**WHAT TO PRODUCE**
Reproduce the listing below with "coarse polygon" substituted for every occurrence of "simplified polygon", changing nothing else.

**INPUT FOR THIS TASK**
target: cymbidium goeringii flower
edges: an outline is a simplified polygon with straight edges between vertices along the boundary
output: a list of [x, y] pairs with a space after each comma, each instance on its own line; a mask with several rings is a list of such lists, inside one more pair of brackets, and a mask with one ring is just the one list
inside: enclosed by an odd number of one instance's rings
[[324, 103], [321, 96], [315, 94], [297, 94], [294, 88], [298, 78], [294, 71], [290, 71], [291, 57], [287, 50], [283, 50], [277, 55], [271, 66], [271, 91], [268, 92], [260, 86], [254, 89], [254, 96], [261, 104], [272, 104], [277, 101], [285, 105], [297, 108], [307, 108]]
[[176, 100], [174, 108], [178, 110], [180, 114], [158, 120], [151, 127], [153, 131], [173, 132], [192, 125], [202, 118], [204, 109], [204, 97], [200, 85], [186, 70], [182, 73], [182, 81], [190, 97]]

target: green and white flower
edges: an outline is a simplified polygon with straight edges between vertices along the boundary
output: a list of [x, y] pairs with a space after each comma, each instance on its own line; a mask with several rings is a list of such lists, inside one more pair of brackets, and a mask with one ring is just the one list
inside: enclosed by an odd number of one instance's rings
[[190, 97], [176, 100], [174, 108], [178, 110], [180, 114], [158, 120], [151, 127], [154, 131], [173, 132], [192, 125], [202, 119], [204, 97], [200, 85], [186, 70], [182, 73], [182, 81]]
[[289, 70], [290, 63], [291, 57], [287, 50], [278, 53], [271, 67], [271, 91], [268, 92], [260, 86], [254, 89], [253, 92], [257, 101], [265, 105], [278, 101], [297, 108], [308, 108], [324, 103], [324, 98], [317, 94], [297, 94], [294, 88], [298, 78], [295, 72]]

**RESULT OF THIS EXERCISE**
target: cymbidium goeringii flower
edges: an outline is a coarse polygon with straight edges between vertices along the boundary
output: a list of [x, y] pairs with a space after each comma, each instance on its own line; a mask with several rings is a list of such lists, inside one more pair of brackets, and a mask with one ring is just the one list
inside: enclosed by an odd number of one instance's rings
[[324, 103], [321, 96], [315, 94], [297, 94], [294, 88], [298, 78], [294, 71], [290, 71], [291, 57], [287, 50], [283, 50], [277, 55], [271, 66], [271, 91], [268, 92], [260, 86], [254, 89], [254, 96], [261, 104], [272, 104], [277, 101], [285, 105], [297, 108], [307, 108]]
[[176, 100], [174, 108], [178, 110], [180, 114], [158, 120], [151, 127], [153, 131], [173, 132], [192, 125], [202, 118], [204, 109], [204, 97], [200, 85], [186, 70], [182, 73], [182, 81], [190, 97]]

target: green and white flower
edges: an outline is a coarse polygon with straight edges between vertices along the boundary
output: a list of [x, y] pairs with a space after each comma, each instance on its own line; a mask with several rings is a list of such lists, inside one more pair of brackets, and a mask with one ring is just the one list
inside: enclosed by an odd number of one instance's rings
[[190, 97], [176, 100], [174, 108], [178, 110], [180, 114], [158, 120], [151, 127], [154, 131], [173, 132], [192, 125], [202, 119], [204, 97], [200, 85], [186, 70], [182, 73], [182, 81]]
[[289, 70], [290, 63], [291, 57], [287, 50], [278, 53], [271, 67], [271, 91], [268, 92], [260, 86], [254, 89], [253, 92], [257, 101], [265, 105], [278, 101], [297, 108], [308, 108], [324, 103], [324, 98], [317, 94], [297, 94], [294, 88], [298, 78], [295, 72]]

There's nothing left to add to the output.